#### [What this task involves]
When you reach the line containing "For every instance of the whitecap", repeat it and every line after it exactly, stopping only at the end of the listing.

#### [Excerpted data]
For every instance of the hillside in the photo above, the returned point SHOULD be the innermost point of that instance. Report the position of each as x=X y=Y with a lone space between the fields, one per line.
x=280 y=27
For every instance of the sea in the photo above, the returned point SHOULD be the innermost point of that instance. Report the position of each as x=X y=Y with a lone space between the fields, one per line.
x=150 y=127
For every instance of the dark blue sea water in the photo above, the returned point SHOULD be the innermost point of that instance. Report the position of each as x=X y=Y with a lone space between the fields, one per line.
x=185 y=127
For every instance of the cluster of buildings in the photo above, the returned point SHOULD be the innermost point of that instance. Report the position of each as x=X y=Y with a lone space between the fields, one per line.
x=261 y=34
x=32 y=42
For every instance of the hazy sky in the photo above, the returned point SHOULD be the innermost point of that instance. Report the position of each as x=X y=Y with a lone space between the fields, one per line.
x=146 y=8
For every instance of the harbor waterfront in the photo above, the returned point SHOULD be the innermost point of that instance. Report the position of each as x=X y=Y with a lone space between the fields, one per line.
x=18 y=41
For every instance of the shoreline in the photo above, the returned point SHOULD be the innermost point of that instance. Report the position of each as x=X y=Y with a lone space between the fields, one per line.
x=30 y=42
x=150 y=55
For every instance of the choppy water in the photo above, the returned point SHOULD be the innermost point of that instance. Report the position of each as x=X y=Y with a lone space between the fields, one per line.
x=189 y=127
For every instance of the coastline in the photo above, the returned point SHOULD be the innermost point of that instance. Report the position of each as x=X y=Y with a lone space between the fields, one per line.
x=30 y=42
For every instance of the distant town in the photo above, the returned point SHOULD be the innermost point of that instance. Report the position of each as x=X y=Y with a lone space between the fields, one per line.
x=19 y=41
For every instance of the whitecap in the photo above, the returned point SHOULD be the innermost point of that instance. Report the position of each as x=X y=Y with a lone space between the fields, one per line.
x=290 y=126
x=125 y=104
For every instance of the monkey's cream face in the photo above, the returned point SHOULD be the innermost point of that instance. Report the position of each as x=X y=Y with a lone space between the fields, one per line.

#### [Your response]
For every instance of the whitecap in the photo above, the returned point SHOULD be the innermost point of that instance. Report the position of each as x=X y=Y with a lone space between the fields, one per line.
x=290 y=126
x=125 y=104
For every instance of the monkey's cream face in the photo above, the returned point SHOULD be the innermost point of that instance. Report the position of each as x=X y=Y with a lone space between the fields, one per line.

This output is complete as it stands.